_Problem description:_
Copy all of the lines below, requests included, but increase every bounding-box coordinate in the answers by 59, leaving the numbers in the requests and their format samples unchanged. Leave the pictures out.

_Dataset:_
[BEGIN]

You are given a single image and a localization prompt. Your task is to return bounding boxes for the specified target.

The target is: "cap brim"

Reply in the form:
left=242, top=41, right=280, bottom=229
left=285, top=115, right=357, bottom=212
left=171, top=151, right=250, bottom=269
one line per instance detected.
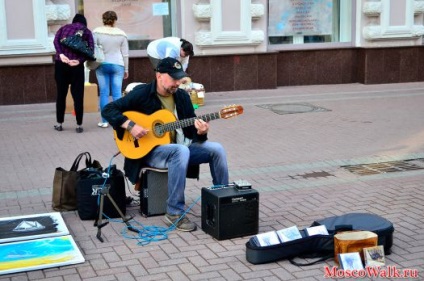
left=168, top=70, right=188, bottom=80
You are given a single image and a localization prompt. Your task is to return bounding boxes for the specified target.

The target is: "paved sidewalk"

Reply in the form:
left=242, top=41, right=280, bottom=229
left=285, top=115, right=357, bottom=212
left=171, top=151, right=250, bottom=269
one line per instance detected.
left=0, top=83, right=424, bottom=281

[END]

_Answer to this task:_
You are given a single image and a localization prompt. Your task is to return bounding boxes for the specified target.

The target is: "cap brim"

Reply in the form:
left=242, top=41, right=280, bottom=229
left=285, top=115, right=357, bottom=212
left=171, top=151, right=250, bottom=269
one line per instance detected.
left=227, top=129, right=247, bottom=139
You are given a single image and a localization prompt. Your task is to return bounding boxes for the specified target.

The target is: "paved sidewalk"

Reply in the form:
left=242, top=41, right=280, bottom=229
left=285, top=115, right=357, bottom=212
left=171, top=151, right=250, bottom=269
one line per instance detected.
left=59, top=142, right=483, bottom=340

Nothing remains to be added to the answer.